The case was then prepared upon its merits. In the meantime a proceeding was also instituted before the State Railroad Commission by the city of Fort Thomas against the gas company, praying that body to take jurisdiction of the controversy under section 201e-1, Kentucky Statutes, and to make such orders as appeared necessary in the premises, directing and commanding the gas company to continue to furnish gas to the city and its inhabitants, and that the commission require the gas company to fix reasonable rates and prices for gas. The gas company filed a protest with the railroad commission in answer to the complaint, and the commission made an order overruling the demurrer of the gas company to the proceeding before the commission, assumed jurisdiction, and directed the company to continue to furnish gas to the city and its inhabitants and to install and extend service pipes and otherwise carry on the business of *Page 387 supplying gas in and to the city and its consumers. A copy of all the record of the proceeding before the State Railroad Commission is made part of the record in this case, that proceeding being instituted in pursuance to an act of March 22, 1920, now section 201e-1, Kentucky Statutes, the validity of which act is now also called into question.

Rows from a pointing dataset
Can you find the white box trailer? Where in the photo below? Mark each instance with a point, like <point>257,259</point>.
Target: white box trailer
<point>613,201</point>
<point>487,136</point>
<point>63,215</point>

Task brief »
In the excerpt, under which statute section did the city of Fort Thomas ask the State Railroad Commission to take jurisdiction of the controversy?

Task output »
Section 201e-1 of the Kentucky Statutes.